▸ **Do this**
Reproduce the records below in full and exactly, without their images.

▸ **Input for this task**
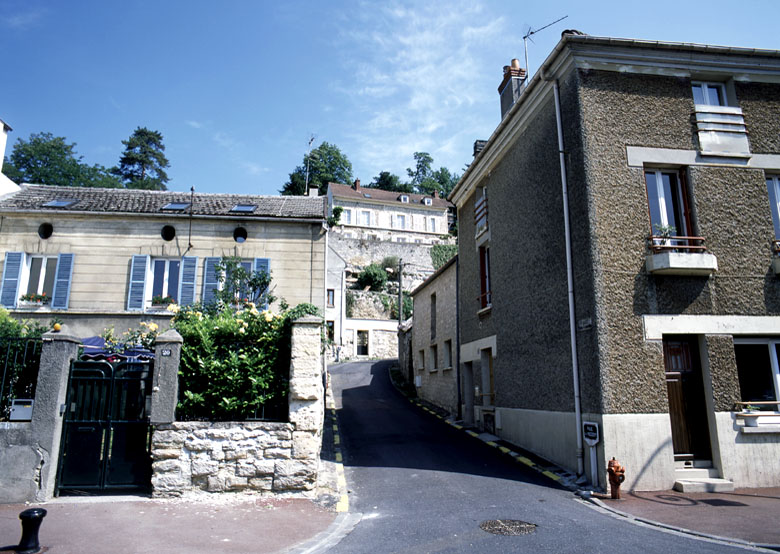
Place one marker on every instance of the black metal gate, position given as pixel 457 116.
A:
pixel 106 436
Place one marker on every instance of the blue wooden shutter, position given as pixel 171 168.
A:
pixel 210 280
pixel 136 290
pixel 189 265
pixel 12 271
pixel 264 265
pixel 62 282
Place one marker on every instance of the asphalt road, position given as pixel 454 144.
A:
pixel 423 486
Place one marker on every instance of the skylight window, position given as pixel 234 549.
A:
pixel 176 206
pixel 243 208
pixel 59 203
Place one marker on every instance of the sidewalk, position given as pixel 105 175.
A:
pixel 746 514
pixel 135 525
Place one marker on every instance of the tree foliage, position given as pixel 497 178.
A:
pixel 326 164
pixel 389 181
pixel 48 160
pixel 143 163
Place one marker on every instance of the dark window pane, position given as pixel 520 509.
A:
pixel 173 279
pixel 35 276
pixel 48 278
pixel 159 278
pixel 754 370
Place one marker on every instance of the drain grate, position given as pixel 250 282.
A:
pixel 510 527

▸ **Task solution**
Place one marker on every instance of the black metal gate, position given as pixel 457 116.
A:
pixel 106 436
Place one marker on every instance of the blue wooden shutter, position given as pixel 171 168.
A:
pixel 210 280
pixel 136 290
pixel 189 265
pixel 12 271
pixel 264 265
pixel 62 282
Place one marker on every instance of the asphalt road, position given as pixel 454 144.
A:
pixel 423 486
Place one marker on every instance of the skylight window, position given as pixel 234 549.
A:
pixel 176 206
pixel 243 208
pixel 59 203
Place one marker on every instance of the sidewalk, position given as pixel 105 175.
A:
pixel 746 514
pixel 135 525
Place one marker on every instance of the tree foliage, position given as pixel 497 178.
A:
pixel 326 164
pixel 389 181
pixel 48 160
pixel 143 163
Place one marker on every instance of the dark window pane, position given as pixel 520 509.
A:
pixel 173 279
pixel 35 276
pixel 48 278
pixel 159 278
pixel 754 370
Place one marker on every instance of the drain grate, position given as pixel 250 282.
A:
pixel 510 527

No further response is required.